*PROBLEM STATEMENT*. Please quote only the lines that start at the one with "Could you point at the forked" and go on to the last line of the data, both ends kept.

*RECORDS*.
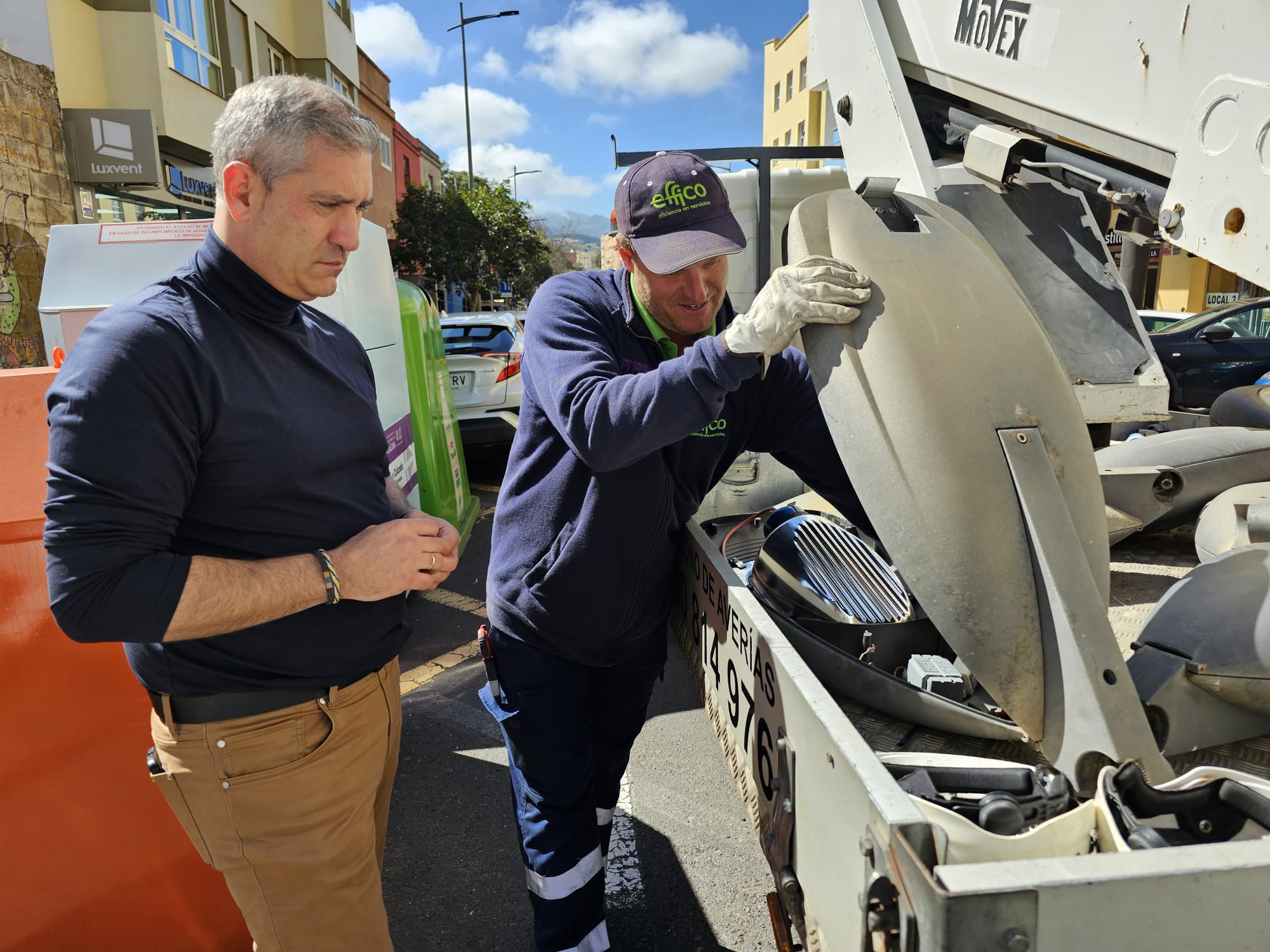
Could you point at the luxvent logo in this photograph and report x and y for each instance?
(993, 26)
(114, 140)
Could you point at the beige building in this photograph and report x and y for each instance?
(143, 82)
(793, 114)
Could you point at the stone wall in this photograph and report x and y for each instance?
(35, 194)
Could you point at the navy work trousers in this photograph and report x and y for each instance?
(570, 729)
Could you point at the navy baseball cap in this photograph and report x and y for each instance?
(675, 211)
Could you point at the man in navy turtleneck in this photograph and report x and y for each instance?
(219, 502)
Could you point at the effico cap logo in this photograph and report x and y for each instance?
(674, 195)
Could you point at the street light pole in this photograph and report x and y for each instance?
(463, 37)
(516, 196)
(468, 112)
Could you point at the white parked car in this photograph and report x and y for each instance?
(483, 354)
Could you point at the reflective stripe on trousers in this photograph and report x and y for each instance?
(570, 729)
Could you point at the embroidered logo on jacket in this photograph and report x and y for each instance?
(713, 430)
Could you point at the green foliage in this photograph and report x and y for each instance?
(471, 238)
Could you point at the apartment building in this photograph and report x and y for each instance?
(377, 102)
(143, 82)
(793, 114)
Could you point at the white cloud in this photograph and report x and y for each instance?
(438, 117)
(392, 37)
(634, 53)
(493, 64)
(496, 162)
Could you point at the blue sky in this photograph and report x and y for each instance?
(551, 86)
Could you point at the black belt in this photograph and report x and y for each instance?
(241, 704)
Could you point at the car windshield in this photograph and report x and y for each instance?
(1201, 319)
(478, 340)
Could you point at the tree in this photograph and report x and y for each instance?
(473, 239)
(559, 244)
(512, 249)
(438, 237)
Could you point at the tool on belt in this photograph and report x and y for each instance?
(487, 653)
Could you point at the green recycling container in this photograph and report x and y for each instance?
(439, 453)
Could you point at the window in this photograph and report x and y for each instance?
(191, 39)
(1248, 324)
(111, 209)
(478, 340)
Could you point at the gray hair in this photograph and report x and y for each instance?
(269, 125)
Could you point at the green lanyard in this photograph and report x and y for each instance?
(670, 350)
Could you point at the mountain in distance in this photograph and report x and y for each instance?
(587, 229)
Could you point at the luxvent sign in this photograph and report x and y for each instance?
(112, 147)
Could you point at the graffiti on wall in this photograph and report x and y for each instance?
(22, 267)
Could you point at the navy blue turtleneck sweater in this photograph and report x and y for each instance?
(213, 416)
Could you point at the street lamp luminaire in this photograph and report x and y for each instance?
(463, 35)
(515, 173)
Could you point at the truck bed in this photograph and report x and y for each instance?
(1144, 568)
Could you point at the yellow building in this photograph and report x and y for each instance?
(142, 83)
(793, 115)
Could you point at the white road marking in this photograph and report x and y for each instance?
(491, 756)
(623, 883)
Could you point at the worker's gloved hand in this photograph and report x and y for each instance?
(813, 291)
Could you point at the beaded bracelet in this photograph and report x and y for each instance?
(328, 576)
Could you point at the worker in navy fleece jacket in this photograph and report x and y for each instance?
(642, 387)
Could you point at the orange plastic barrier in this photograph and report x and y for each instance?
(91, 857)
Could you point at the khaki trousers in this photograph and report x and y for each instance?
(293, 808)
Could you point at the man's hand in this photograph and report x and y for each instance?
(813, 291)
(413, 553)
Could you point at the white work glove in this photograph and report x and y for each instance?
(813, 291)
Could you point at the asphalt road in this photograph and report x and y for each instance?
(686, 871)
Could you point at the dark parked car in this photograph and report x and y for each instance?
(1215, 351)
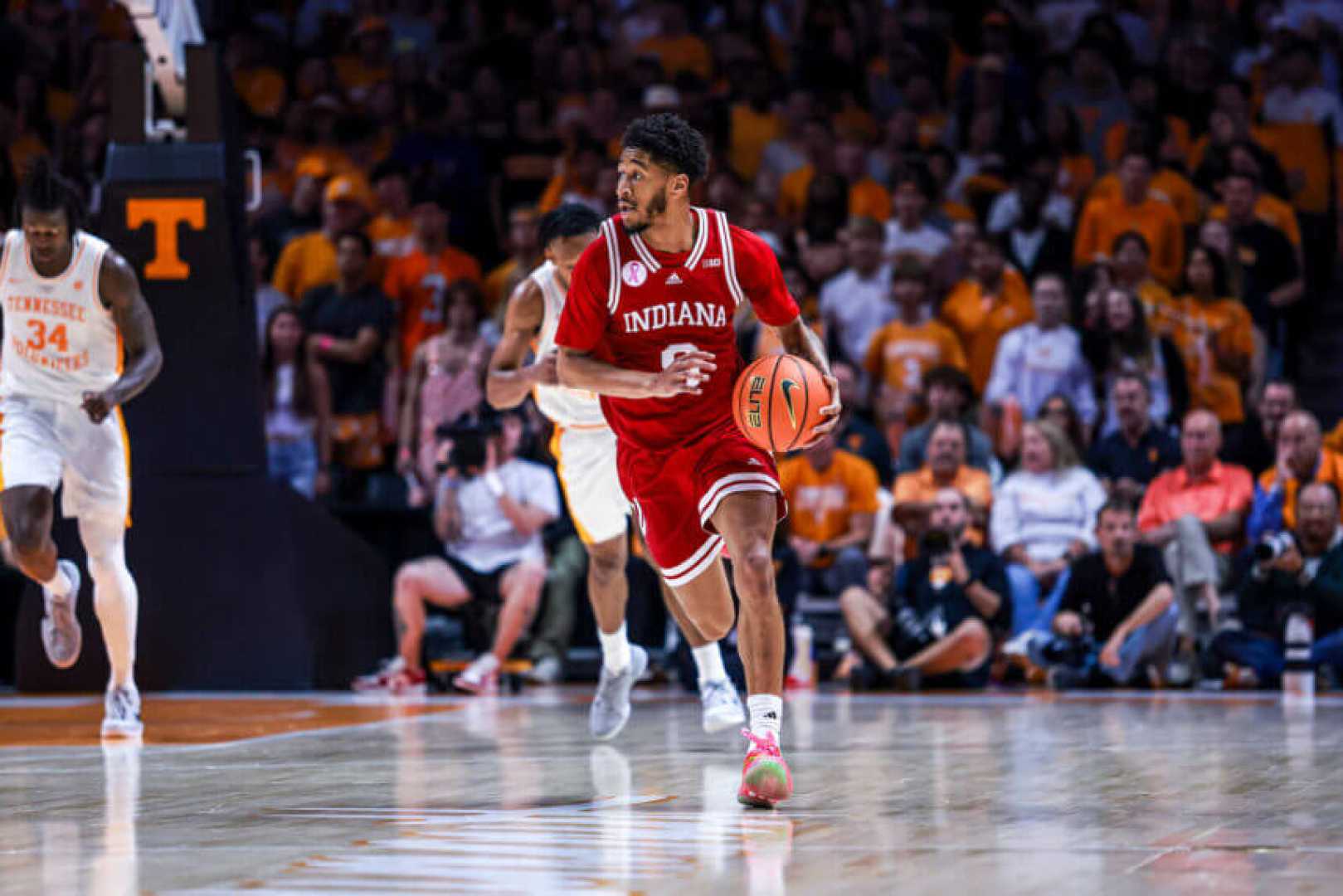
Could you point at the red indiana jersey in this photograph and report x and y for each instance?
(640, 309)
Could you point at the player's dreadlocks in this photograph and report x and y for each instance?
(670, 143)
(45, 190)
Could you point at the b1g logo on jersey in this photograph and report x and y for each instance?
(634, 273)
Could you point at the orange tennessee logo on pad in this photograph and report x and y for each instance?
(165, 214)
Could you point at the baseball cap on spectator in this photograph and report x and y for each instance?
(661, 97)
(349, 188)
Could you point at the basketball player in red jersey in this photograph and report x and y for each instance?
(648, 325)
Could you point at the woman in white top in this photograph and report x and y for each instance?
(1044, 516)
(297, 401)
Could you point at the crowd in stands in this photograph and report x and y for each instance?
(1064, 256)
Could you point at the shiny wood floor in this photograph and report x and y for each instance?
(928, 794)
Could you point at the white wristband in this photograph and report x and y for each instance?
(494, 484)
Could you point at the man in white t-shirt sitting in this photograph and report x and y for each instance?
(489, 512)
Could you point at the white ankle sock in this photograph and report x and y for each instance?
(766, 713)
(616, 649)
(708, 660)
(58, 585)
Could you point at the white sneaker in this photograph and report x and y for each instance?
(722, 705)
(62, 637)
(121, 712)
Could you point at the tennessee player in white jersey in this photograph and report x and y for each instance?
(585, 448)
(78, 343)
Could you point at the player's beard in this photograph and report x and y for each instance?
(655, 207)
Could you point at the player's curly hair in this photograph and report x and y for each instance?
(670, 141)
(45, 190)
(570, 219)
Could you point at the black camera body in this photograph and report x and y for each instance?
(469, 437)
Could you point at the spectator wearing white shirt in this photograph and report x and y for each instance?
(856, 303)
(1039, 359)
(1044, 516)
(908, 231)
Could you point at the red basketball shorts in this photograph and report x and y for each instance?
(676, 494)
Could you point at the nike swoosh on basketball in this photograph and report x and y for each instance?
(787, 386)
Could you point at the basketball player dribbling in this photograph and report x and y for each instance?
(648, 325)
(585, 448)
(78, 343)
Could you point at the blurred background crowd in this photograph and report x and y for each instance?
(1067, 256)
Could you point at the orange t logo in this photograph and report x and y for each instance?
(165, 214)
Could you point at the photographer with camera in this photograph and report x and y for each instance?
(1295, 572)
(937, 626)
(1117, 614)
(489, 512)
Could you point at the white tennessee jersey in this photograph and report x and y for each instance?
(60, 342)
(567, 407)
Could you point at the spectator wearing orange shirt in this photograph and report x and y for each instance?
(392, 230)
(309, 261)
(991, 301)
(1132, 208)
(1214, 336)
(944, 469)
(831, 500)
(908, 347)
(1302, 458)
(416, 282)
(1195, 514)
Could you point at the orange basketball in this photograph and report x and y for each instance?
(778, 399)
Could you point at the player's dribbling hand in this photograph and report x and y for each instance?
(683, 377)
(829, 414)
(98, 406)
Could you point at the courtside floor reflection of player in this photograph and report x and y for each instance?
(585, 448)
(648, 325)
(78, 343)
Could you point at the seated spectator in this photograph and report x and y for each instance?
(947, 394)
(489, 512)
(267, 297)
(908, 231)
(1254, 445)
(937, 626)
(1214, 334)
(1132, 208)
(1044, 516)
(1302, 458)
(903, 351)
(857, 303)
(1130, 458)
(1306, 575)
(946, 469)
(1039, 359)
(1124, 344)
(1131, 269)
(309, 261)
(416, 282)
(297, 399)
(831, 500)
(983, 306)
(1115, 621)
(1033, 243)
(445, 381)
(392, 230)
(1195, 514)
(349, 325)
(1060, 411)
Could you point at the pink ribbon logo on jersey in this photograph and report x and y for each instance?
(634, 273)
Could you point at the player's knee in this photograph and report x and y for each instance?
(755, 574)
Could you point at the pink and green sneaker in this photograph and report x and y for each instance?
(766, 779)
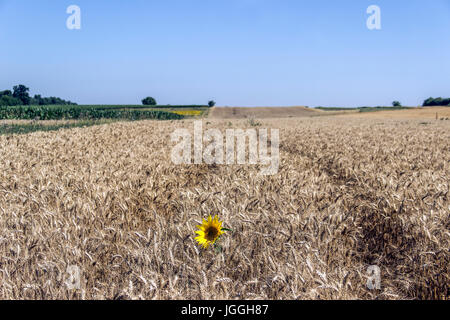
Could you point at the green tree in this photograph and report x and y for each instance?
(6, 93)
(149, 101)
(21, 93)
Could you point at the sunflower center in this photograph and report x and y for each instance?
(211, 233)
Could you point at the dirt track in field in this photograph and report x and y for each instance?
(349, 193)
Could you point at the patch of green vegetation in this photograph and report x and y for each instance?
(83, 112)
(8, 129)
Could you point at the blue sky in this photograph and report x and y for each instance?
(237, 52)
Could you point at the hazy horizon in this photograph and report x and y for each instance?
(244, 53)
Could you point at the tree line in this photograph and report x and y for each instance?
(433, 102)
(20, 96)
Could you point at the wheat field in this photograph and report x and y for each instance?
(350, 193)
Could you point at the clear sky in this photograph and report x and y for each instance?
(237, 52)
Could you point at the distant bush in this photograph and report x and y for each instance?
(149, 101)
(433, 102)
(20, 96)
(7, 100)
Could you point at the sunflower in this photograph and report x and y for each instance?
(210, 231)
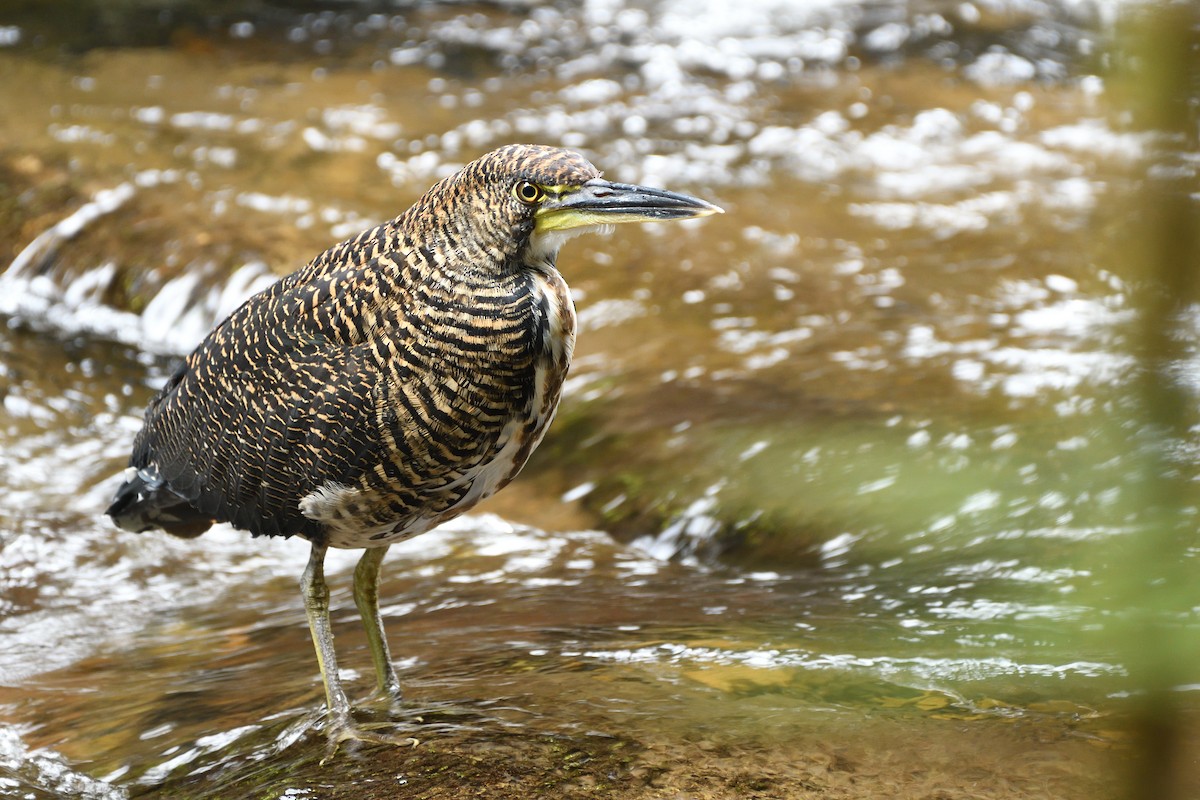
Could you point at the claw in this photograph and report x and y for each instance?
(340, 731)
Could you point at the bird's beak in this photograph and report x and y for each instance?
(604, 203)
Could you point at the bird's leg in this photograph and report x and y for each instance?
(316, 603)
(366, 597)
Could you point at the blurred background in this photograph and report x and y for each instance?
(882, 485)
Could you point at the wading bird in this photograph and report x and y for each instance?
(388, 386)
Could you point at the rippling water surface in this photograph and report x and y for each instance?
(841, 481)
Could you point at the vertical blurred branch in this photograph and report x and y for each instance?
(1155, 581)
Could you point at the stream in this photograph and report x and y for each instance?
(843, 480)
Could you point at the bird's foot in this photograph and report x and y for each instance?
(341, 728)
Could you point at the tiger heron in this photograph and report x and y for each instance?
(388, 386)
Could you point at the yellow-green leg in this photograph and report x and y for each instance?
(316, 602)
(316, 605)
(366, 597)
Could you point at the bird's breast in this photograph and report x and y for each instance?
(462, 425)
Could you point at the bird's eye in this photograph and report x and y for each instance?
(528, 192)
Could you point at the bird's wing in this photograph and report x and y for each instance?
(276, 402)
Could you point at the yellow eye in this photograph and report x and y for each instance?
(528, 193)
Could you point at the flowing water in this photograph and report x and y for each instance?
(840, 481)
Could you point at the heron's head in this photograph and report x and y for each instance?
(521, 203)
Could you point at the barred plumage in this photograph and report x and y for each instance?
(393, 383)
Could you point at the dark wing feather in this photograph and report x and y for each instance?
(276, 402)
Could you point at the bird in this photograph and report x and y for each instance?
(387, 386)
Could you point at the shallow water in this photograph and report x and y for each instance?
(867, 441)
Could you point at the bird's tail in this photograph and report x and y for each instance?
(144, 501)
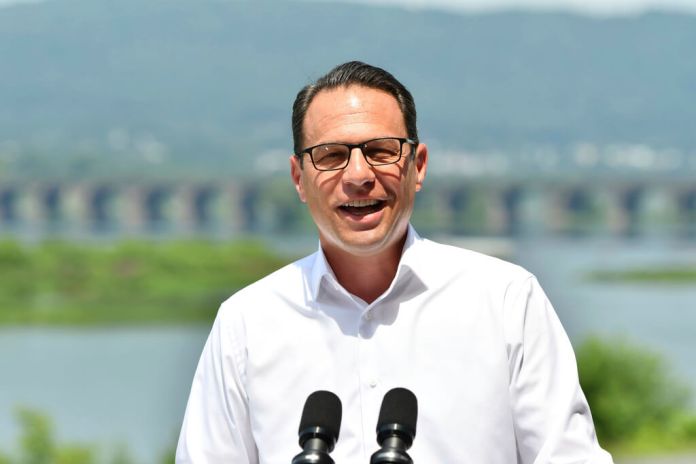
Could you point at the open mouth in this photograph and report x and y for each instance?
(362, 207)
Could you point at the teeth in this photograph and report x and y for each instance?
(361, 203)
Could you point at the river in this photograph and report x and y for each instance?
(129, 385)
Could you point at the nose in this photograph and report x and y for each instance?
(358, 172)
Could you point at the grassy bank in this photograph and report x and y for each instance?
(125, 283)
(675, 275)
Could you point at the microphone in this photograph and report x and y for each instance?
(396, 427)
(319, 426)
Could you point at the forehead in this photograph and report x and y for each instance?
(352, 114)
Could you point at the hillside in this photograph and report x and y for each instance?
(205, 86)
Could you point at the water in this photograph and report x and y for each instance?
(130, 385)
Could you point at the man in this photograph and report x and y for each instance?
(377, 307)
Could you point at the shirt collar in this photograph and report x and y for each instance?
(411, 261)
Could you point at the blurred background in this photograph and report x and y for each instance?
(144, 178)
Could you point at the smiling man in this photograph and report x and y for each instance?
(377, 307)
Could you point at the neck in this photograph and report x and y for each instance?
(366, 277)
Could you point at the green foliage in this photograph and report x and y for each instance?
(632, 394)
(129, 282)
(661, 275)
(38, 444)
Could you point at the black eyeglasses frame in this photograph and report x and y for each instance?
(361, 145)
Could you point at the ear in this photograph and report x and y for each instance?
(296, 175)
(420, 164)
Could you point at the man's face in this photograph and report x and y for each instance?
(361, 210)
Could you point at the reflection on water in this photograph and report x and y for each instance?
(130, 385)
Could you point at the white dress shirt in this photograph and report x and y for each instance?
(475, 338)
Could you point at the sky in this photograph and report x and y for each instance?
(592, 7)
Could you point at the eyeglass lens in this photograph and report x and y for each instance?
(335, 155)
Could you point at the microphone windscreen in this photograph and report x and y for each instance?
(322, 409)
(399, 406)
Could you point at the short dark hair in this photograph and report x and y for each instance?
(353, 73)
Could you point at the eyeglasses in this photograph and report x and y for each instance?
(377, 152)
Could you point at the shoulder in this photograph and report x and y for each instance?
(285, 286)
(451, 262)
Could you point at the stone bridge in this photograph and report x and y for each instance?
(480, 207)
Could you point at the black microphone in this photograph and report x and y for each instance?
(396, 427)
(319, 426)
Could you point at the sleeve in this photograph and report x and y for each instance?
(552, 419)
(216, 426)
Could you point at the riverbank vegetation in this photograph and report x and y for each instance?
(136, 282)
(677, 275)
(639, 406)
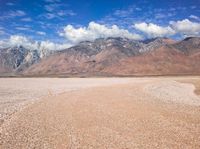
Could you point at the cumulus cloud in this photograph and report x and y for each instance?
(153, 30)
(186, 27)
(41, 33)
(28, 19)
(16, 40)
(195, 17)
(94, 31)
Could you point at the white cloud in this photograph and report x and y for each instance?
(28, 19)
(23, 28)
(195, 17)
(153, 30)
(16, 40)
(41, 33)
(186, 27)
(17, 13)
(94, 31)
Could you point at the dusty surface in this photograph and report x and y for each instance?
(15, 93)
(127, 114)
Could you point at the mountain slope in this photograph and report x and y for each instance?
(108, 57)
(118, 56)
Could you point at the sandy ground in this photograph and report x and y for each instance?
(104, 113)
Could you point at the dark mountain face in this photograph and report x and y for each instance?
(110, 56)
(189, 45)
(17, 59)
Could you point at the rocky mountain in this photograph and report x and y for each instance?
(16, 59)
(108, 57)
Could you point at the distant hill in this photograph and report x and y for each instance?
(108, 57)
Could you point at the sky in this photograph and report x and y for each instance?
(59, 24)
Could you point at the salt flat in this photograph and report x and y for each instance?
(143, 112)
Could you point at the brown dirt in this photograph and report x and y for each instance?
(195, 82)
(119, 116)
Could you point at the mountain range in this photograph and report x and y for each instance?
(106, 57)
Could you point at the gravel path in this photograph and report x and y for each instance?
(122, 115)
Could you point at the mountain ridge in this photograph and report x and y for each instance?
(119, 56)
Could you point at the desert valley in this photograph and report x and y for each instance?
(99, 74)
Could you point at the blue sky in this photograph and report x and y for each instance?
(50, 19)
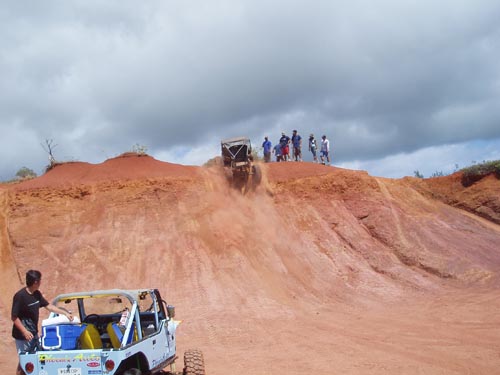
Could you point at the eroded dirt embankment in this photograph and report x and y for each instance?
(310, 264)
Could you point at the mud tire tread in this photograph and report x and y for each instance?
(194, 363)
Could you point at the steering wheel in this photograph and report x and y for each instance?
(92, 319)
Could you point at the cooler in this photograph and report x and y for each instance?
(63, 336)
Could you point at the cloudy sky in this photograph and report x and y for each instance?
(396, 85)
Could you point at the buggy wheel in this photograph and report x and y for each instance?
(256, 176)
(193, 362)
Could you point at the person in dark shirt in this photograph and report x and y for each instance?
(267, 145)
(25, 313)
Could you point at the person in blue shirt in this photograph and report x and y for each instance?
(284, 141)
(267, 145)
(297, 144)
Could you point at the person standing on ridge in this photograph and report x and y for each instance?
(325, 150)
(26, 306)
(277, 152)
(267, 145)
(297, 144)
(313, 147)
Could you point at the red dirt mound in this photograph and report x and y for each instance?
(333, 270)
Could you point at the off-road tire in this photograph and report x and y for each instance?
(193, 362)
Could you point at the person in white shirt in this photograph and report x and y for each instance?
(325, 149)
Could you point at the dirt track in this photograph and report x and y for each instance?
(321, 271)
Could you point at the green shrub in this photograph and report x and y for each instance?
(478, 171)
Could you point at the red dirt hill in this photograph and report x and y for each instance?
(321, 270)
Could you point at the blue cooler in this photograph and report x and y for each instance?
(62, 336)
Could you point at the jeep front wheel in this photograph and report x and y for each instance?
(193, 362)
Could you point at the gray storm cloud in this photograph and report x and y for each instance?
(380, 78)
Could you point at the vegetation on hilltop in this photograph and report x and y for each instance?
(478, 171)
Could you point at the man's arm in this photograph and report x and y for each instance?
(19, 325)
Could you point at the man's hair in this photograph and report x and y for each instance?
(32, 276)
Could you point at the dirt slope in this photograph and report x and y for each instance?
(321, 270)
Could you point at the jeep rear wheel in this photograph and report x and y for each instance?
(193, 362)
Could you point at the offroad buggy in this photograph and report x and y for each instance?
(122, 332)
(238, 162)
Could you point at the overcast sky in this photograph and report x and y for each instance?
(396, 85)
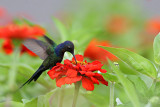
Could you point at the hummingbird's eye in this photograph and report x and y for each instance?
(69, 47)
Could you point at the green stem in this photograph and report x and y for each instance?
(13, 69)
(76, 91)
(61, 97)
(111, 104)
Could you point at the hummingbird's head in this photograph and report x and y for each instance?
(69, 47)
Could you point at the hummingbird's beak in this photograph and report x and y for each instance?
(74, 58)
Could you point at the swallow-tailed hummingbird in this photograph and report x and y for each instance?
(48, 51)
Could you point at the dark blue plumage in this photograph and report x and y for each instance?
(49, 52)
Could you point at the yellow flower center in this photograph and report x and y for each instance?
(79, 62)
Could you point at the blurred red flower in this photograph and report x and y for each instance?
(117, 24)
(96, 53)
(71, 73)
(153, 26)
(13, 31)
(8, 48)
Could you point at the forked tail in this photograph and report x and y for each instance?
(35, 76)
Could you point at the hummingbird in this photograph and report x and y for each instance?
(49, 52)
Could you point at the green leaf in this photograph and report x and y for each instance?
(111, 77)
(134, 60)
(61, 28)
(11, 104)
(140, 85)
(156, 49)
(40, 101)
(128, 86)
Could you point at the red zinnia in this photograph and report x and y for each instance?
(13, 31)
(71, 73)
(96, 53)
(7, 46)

*SOLUTION FOR THIS TASK*.
Could you point at the forked tail in this photograph and report x and y for each instance?
(35, 76)
Could you point at the hummingbird in this photograph and report x and y for each instance?
(49, 52)
Could you point at the green leaf in this photograph and report x and y for each instance?
(111, 77)
(134, 60)
(61, 28)
(11, 104)
(140, 85)
(156, 49)
(40, 101)
(128, 86)
Could you point at the red zinnia in this photograph and report x and y for each instance?
(13, 31)
(71, 73)
(96, 53)
(7, 46)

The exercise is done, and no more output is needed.